[Records of labeled points]

[BEGIN]

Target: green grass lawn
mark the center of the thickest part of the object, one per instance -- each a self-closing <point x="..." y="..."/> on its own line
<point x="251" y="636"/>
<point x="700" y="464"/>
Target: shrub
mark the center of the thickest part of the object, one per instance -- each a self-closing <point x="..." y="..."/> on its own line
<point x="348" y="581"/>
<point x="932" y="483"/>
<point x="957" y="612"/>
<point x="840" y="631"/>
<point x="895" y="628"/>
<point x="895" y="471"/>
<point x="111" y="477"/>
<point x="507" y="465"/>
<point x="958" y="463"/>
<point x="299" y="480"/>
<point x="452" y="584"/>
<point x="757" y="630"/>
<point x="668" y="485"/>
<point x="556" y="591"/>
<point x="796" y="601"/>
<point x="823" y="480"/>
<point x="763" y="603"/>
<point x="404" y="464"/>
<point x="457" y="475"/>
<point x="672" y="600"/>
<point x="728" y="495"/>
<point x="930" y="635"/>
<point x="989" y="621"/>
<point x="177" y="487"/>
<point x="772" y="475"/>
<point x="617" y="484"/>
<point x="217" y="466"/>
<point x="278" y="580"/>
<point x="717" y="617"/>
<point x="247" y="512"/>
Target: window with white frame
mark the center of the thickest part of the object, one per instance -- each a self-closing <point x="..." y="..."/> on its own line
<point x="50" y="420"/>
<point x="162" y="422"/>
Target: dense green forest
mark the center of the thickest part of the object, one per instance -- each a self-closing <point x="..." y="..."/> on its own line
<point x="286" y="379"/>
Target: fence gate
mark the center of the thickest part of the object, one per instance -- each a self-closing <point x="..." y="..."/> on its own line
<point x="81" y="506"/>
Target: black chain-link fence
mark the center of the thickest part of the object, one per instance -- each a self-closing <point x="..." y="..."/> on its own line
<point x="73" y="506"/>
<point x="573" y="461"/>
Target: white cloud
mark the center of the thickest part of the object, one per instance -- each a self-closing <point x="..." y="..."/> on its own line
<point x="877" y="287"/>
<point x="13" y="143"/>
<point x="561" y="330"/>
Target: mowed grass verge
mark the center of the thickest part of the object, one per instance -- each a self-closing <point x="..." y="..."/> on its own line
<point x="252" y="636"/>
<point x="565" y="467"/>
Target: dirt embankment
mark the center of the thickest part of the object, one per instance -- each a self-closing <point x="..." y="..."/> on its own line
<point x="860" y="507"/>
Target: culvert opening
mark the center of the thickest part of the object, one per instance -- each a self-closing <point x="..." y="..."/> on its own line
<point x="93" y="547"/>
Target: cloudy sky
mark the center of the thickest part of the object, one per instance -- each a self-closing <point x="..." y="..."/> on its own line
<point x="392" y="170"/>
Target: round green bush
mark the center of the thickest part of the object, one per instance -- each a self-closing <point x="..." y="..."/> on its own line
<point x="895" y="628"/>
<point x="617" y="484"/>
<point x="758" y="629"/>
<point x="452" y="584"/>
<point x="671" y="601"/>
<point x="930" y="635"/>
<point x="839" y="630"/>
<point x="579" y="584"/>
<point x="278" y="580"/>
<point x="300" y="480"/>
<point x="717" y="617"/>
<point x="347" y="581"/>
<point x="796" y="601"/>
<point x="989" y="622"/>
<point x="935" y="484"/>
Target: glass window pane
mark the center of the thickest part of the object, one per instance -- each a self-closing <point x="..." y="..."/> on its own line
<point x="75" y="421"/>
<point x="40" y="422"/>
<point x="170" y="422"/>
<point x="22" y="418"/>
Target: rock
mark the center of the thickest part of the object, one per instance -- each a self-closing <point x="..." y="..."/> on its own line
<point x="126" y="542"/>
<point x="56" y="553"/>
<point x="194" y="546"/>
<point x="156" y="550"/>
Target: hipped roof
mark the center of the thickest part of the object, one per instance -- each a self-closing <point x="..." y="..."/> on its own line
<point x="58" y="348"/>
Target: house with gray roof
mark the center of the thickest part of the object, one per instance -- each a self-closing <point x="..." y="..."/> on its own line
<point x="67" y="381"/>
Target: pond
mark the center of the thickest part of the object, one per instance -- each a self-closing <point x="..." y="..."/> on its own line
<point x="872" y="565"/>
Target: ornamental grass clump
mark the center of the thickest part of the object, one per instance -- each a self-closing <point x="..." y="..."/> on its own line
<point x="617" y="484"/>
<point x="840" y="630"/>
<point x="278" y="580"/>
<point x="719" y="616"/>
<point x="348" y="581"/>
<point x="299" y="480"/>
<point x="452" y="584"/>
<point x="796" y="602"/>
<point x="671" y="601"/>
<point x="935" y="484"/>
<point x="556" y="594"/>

[END]

**Task goal**
Exactly reproduce the lines that run from the line with "Target: glass window pane" through the last line of the records, inclusive.

**Written response**
Target: glass window pane
mark the center of the thickest part of the object, one per instance -- each a self-closing <point x="..." y="..."/> on its own line
<point x="75" y="421"/>
<point x="40" y="422"/>
<point x="170" y="422"/>
<point x="22" y="418"/>
Target: rock
mark the center of the thickest part of the object, one per instance -- each a self-closing <point x="..." y="..."/> on its own line
<point x="126" y="542"/>
<point x="56" y="553"/>
<point x="194" y="546"/>
<point x="156" y="550"/>
Target: hipped roof
mark the center of the thickest part of the object, one per instance -- each a self-closing <point x="..." y="..."/> on its own line
<point x="58" y="348"/>
Target: house with gray roof
mark the center of the thickest part of the object, one per instance -- each a self-closing <point x="..." y="..."/> on its own line
<point x="67" y="381"/>
Target: pond
mark the center of the thickest part of the object, one per instance -- each a self-closing <point x="..." y="..."/> on its own line
<point x="872" y="565"/>
Target: ornamental grass clump
mark the center of the thickest part of the object, one per instance -- each a self-closing <point x="..." y="..."/> on its own line
<point x="617" y="484"/>
<point x="840" y="630"/>
<point x="278" y="580"/>
<point x="719" y="616"/>
<point x="348" y="581"/>
<point x="299" y="480"/>
<point x="452" y="584"/>
<point x="796" y="602"/>
<point x="671" y="601"/>
<point x="935" y="484"/>
<point x="556" y="594"/>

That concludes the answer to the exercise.